## Given request:
Copy the material below word for word, starting at the beginning and ending with the line that contains "Outlines of the child's", including both ends. Leave the pictures out.

## Material provided:
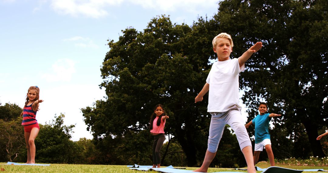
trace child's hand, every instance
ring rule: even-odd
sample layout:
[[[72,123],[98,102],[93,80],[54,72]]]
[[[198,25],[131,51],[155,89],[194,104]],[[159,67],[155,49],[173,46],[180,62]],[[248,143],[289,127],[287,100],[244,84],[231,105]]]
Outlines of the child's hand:
[[[281,115],[280,114],[273,114],[273,117],[279,117],[281,116]]]
[[[201,102],[203,101],[203,97],[198,97],[198,95],[196,96],[195,98],[195,103],[197,103],[197,102]]]
[[[251,53],[255,53],[258,51],[260,49],[261,49],[261,48],[262,48],[262,46],[263,46],[263,45],[262,45],[262,42],[258,42],[256,43],[255,45],[252,46],[252,47],[251,47],[250,48],[248,49],[247,51]]]

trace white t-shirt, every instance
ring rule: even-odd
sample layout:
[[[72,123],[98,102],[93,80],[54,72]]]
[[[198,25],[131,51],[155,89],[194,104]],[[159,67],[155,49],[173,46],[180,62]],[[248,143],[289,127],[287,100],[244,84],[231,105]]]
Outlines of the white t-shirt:
[[[210,84],[207,112],[225,112],[234,105],[241,109],[239,105],[239,73],[244,69],[244,64],[239,67],[237,58],[213,64],[206,80]]]

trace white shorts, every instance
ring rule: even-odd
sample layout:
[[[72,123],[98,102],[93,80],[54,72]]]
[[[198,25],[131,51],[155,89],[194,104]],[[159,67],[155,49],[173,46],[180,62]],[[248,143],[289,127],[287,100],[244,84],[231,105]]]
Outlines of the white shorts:
[[[266,139],[262,141],[258,144],[256,144],[255,146],[254,147],[254,151],[263,151],[263,148],[265,148],[265,145],[270,144],[271,145],[271,140],[270,139]]]

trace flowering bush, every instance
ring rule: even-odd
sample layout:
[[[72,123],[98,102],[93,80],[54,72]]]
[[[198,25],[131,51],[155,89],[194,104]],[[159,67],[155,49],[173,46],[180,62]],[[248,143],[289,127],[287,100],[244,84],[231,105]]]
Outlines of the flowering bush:
[[[328,157],[319,158],[318,156],[311,156],[307,159],[295,159],[291,157],[284,159],[275,159],[276,163],[282,164],[289,165],[298,165],[302,166],[328,166]]]

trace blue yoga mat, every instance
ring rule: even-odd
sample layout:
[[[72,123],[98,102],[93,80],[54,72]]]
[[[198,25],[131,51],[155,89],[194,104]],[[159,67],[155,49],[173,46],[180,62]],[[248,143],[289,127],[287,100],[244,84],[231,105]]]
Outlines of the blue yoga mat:
[[[30,166],[50,166],[50,164],[40,164],[33,163],[19,163],[14,162],[8,162],[6,164],[11,164],[12,165],[30,165]]]
[[[148,171],[150,170],[164,173],[191,173],[192,172],[193,172],[192,170],[178,169],[172,168],[168,168],[167,167],[160,168],[139,167],[130,168],[129,169],[145,171]],[[270,166],[267,168],[264,169],[257,167],[256,167],[256,170],[257,171],[263,171],[261,173],[298,173],[302,172],[303,171],[303,170],[293,169],[277,166]],[[236,172],[217,172],[213,173],[232,173]]]

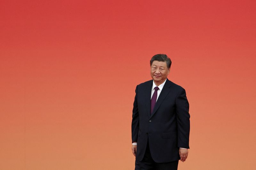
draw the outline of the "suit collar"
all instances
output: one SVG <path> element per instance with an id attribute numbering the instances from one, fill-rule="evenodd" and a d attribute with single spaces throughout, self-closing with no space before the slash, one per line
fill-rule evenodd
<path id="1" fill-rule="evenodd" d="M 154 114 L 156 113 L 156 112 L 158 108 L 159 108 L 160 105 L 161 105 L 161 104 L 162 103 L 163 101 L 164 101 L 164 100 L 166 97 L 166 96 L 167 96 L 167 95 L 168 94 L 170 91 L 170 90 L 171 90 L 171 88 L 170 87 L 171 87 L 171 82 L 167 78 L 166 82 L 165 82 L 164 85 L 164 87 L 163 88 L 163 89 L 161 91 L 161 93 L 160 93 L 160 95 L 158 97 L 158 99 L 157 99 L 157 100 L 156 101 L 156 105 L 155 105 L 155 107 L 154 107 L 154 109 L 153 110 L 153 111 L 151 114 L 151 115 L 150 114 L 150 102 L 149 102 L 149 115 L 150 115 L 149 116 L 149 118 L 151 118 L 153 115 L 154 115 Z M 150 95 L 151 95 L 151 93 L 150 93 Z M 147 109 L 147 110 L 148 109 Z"/>

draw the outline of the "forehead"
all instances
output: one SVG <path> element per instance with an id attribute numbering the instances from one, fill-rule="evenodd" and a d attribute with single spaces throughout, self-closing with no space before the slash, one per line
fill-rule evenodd
<path id="1" fill-rule="evenodd" d="M 152 66 L 155 66 L 158 67 L 167 67 L 167 64 L 166 62 L 163 61 L 155 61 L 152 63 Z"/>

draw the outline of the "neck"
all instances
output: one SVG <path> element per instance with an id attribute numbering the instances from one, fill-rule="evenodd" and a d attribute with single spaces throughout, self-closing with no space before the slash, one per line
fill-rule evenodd
<path id="1" fill-rule="evenodd" d="M 154 83 L 155 83 L 155 84 L 156 85 L 156 86 L 159 86 L 159 85 L 161 85 L 161 84 L 162 84 L 164 82 L 164 81 L 165 81 L 165 80 L 164 80 L 164 81 L 163 81 L 158 82 L 156 82 L 155 81 L 154 81 L 154 80 L 153 80 L 153 81 L 154 81 Z"/>

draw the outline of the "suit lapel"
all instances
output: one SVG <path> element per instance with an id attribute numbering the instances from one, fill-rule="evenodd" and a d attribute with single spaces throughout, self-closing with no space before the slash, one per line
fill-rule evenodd
<path id="1" fill-rule="evenodd" d="M 152 85 L 153 85 L 153 80 L 149 82 L 145 88 L 145 103 L 146 104 L 146 109 L 148 117 L 150 117 L 150 105 L 151 100 L 151 91 L 152 90 Z"/>
<path id="2" fill-rule="evenodd" d="M 161 92 L 161 93 L 160 93 L 160 95 L 159 95 L 157 100 L 156 101 L 156 105 L 155 105 L 155 107 L 154 107 L 154 108 L 153 109 L 153 112 L 151 114 L 151 116 L 149 117 L 150 118 L 151 118 L 156 113 L 156 110 L 157 110 L 160 105 L 161 105 L 163 101 L 166 97 L 166 96 L 167 96 L 167 95 L 171 90 L 171 88 L 170 88 L 171 86 L 170 82 L 168 79 L 166 80 L 166 82 L 165 82 L 165 83 L 164 84 L 164 85 L 162 89 L 162 91 Z M 151 87 L 151 89 L 152 88 Z M 150 93 L 150 94 L 151 94 Z M 150 103 L 149 103 L 149 108 L 150 108 Z M 150 114 L 150 109 L 149 109 L 149 113 Z"/>

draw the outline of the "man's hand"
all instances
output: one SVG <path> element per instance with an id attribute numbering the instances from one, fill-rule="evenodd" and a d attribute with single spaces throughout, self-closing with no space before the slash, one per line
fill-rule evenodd
<path id="1" fill-rule="evenodd" d="M 180 161 L 182 161 L 182 162 L 186 161 L 188 154 L 188 150 L 187 149 L 180 148 L 179 152 L 180 157 Z"/>
<path id="2" fill-rule="evenodd" d="M 132 147 L 132 153 L 134 156 L 136 156 L 136 152 L 137 151 L 137 145 L 133 144 Z"/>

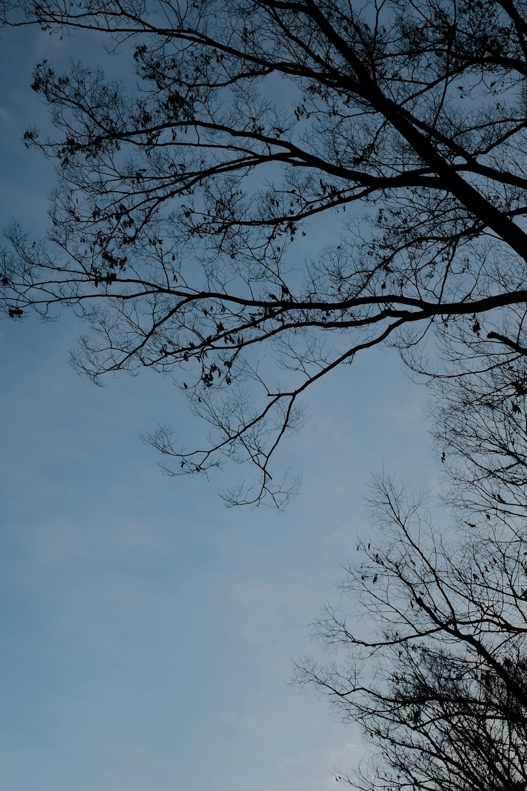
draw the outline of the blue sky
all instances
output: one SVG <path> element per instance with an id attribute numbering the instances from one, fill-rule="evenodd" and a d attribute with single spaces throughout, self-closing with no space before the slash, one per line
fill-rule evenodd
<path id="1" fill-rule="evenodd" d="M 46 110 L 32 65 L 99 40 L 3 31 L 0 225 L 46 225 L 49 163 L 21 142 Z M 122 59 L 116 66 L 125 68 Z M 173 480 L 139 430 L 203 427 L 168 379 L 96 388 L 68 365 L 65 313 L 0 324 L 0 776 L 9 791 L 318 791 L 362 752 L 351 725 L 285 681 L 356 536 L 382 462 L 433 484 L 423 388 L 377 350 L 309 394 L 282 463 L 305 480 L 285 514 L 226 510 L 230 472 Z"/>

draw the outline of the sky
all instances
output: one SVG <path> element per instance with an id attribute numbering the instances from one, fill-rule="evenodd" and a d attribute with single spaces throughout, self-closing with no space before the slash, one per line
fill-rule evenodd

## Written response:
trace child's hand, every instance
ring rule: even-odd
sample layout:
[[[72,123],[98,102],[93,80],[54,72]]]
[[[198,25],[131,51],[155,89],[194,104]],[[159,67],[155,49],[173,46],[180,62]],[[248,143],[289,127],[287,100],[244,84],[231,105]]]
Outlines of the child's hand:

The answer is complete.